Required actions:
**1.** In the lecture text below on musical theme, what term was often used when practically the opposite was meant?
**2.** Transcribe the passage of the lecture text on musical theme that opens with the words containing "If we go further" and closes with "most direct spontaneity.".
**3.** Go on with the lecture text on musical theme and system, starting after its last sentence.

Source document:
▶
Over the last two years of the lecture, I've spent a great deal of time on the problem of theme and thematics, on the relationship of theme to style, form and the needs of development. In the course of history, and following the evolution of language, the notion of theme has gradually crystallized into, on the one hand, the cliché commonly used in the world of theater or cinema, and, on the other, an abstract notion that has invaded all stages of language, down to the most elementary - so much so that at one point we often spoke of athematism when we meant practically the opposite, everything having become theme.

If we go further into the relationship between the thematic entity and that which serves as a support for its birth, development and irrigation of the compositional field, we are inevitably led to consider the complex relationship between every musical idea and its system of origin. All musical language is based on the interweaving of different systems: systems of pitch (scales/modes/scales), duration (values, meters), timbre (orchestra, synthesized sounds), etc.; systems that are more or less strict (pitch, duration), more or less loose (timbre), inherited or invented; systems that condition - even unconsciously - any emergence of ideas, even when these may take on the appearance of the most direct spontaneity.

In fact, an essential problem for composers - whether they realize this or deny it by advocating the immediacy of inspiration - lies precisely in the mechanism that links idea and system. If the system is totally absorbed, considered as natural and inescapable - which implies conditioning and passivity - the idea will appear spontaneous; in reality, it will be subject to all the constraints it has learned, and will run the risk of not only lacking originality, but also being circumscribed by limits too precise not to lead to sterility. Whether the system is in the process of searching for itself, of defining itself, the idea will run the risk of being no more than a demonstration without consistency and reality, without incorporation, without incarnation; logic prevails: it is not only spontaneity that risks suffering, but the very vital force of invention, subjected to excessively conscious constraints.
◀
Material shown:
▶
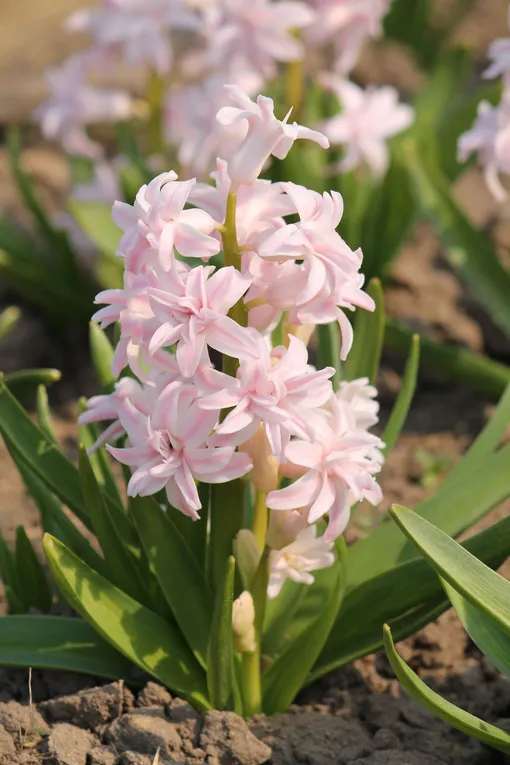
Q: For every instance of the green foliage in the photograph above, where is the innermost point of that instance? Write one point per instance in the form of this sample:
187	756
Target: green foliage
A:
481	599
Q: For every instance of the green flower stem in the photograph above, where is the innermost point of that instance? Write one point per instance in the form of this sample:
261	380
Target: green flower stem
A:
155	94
227	518
293	83
250	677
260	518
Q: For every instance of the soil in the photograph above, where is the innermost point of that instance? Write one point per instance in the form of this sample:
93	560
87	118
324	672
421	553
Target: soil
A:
359	714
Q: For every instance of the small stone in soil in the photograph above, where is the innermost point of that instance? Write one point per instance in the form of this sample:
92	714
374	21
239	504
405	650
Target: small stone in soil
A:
144	731
17	718
69	745
90	708
102	755
153	695
226	738
6	742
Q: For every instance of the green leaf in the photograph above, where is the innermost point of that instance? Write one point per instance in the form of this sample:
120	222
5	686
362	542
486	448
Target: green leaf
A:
280	612
8	320
289	672
454	362
31	576
138	633
110	526
53	518
468	249
43	412
180	577
57	241
445	710
365	355
99	459
10	579
41	454
401	407
486	632
102	356
95	219
58	642
328	352
417	598
25	382
220	654
481	586
388	220
457	504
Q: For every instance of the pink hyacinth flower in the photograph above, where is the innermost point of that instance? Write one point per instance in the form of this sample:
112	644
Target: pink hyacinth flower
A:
265	134
168	449
337	470
305	554
194	315
279	395
367	120
158	219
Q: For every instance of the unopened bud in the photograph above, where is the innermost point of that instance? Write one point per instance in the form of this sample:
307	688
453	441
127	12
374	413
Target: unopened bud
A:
243	623
264	473
284	527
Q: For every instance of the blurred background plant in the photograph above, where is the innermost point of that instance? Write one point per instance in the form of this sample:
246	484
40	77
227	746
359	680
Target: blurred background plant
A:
396	172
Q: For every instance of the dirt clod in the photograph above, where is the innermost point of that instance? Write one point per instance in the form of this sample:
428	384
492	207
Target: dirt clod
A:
145	731
102	755
69	745
226	736
6	743
90	708
20	718
153	695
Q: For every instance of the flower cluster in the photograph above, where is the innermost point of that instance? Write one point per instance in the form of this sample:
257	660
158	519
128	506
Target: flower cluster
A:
192	48
489	137
267	413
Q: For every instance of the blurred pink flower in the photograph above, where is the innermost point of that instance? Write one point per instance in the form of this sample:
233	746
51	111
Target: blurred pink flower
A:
141	28
367	120
347	24
499	53
254	34
305	554
73	105
168	449
490	139
265	135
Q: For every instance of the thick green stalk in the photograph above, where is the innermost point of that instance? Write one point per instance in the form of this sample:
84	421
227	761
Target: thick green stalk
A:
155	94
260	518
250	677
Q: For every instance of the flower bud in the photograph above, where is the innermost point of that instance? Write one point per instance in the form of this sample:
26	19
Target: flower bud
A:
284	527
264	473
243	623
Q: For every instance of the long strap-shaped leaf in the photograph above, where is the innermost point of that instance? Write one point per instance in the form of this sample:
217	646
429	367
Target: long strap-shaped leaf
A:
58	642
407	597
445	710
477	583
289	672
41	454
180	577
457	505
138	633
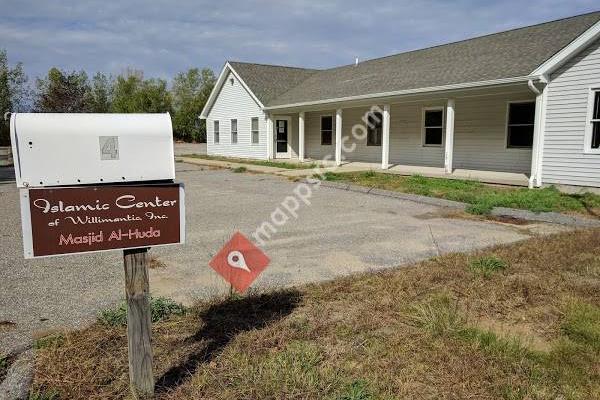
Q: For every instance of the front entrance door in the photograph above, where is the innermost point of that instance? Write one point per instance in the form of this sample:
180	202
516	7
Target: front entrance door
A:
282	145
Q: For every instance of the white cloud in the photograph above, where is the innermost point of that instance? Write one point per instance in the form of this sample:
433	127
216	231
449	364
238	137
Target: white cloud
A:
164	37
◀
Outputs for the tasks:
**1.** Athematism.

**2.**
If we go further into the relationship between the thematic entity and that which serves as a support for its birth, development and irrigation of the compositional field, we are inevitably led to consider the complex relationship between every musical idea and its system of origin. All musical language is based on the interweaving of different systems: systems of pitch (scales/modes/scales), duration (values, meters), timbre (orchestra, synthesized sounds), etc.; systems that are more or less strict (pitch, duration), more or less loose (timbre), inherited or invented; systems that condition - even unconsciously - any emergence of ideas, even when these may take on the appearance of the most direct spontaneity.

**3.**
The process of elaboration lies between the system and the idea , so we need to reflect on what it represents, assess the distance between the system and the elaborated idea, and ask ourselves the highly ambiguous question: should we, can we, recognize the system through the idea? Can and should the idea conceal the system?Twentieth-century developments in music have strongly emphasized - to the breaking point - this interplay between system and idea, an uncertain relationship whose poles are dogmatism and laissez-faire. This is a debate that recurs regularly, and more conspicuously, since the tonal system disappeared as a unifying principle for diverse techniques and aesthetics. Even crumbling under the weight of additions and exceptions, this system - with its modal variants - led to a certain consensus on the vocabulary elements available to the composer. As this system has been either rejected, restored, butchered or even cannibalized, there has been a tendency for each composer to become autonomous, inventing or believing in inventing his or her own system; each invents it for his or her own personal needs, while at the same time, in a paradoxical contradiction, claiming it to be universal. We have seen a number of such systems set out in theoretical articles, which are little more than individual working methods, sometimes quite temporary. Seen from a distance and a little quickly, it's almost always a matter of recovering something: integrating tonality into the purely chromatic universe; creating privileged harmonic fields, i.e. returning to functions of the kind that organized the tonal universe, etc. Systems have endeavored to define, above all, the universe of pitches; sometimes acoustic considerations have been added to give, as Rameau did, both physical and natural justification to his discourse - inharmonic sounds have been added to keep in step with more recent usage, as has the analysis of spectra. All this results in works of art, to be sure; but the systems remain quite precarious. And we notice that, beyond a limited encounter in time, the system in question fails to nurture invention, which exhausts itself in a circle of over-restricted possibilities.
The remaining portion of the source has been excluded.